INSTRUCTIONS TO FOLLOW —
Transcribe verbatim every line from the line containing "Reviewer note: every instance of the silhouetted" to the end of the entries, including both endpoints. Output nothing beyond those lines.

DATA SECTION START

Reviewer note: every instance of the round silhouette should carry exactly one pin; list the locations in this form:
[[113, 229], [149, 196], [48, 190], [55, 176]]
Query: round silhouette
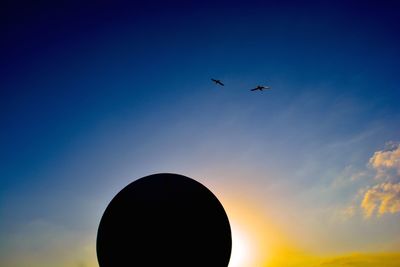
[[164, 220]]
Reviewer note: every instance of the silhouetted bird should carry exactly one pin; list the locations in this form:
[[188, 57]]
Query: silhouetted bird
[[260, 88], [217, 82]]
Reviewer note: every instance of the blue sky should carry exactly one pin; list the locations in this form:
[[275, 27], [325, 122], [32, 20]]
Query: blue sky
[[95, 96]]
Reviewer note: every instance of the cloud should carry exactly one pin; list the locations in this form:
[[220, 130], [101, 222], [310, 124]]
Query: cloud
[[363, 260], [383, 198], [383, 193], [387, 161]]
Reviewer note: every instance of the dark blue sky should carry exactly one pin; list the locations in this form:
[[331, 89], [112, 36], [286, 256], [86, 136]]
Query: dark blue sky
[[91, 93]]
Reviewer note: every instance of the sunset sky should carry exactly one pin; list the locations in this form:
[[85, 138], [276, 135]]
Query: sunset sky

DATA SECTION END

WRITTEN RESPONSE —
Reviewer note: every instance of the silhouetted bird should carry exactly one pin; list the locations in this form:
[[188, 57]]
Query: silhouetted bird
[[260, 88], [217, 82]]
Reviewer note: every instance of the blue sky should carry exactly one pin; list the locations in this form:
[[275, 27], [325, 122], [32, 20]]
Query: blue sky
[[95, 96]]
Reviewer note: every instance of the cloud should carry exactly one pin; list the locations in this form:
[[220, 130], [101, 222], [310, 124]]
Query: cloud
[[363, 260], [383, 198], [383, 193], [387, 161]]
Reviewer note: every instance of the dark blue sky should carry exactly one pin; list the locations in this form:
[[331, 89], [112, 36], [286, 256], [86, 136]]
Query: dark blue sky
[[91, 93]]
Reviewer note: every instance of the sunset sky should carry exactly one pin; list the locations in this form:
[[85, 138], [276, 135]]
Query: sunset sky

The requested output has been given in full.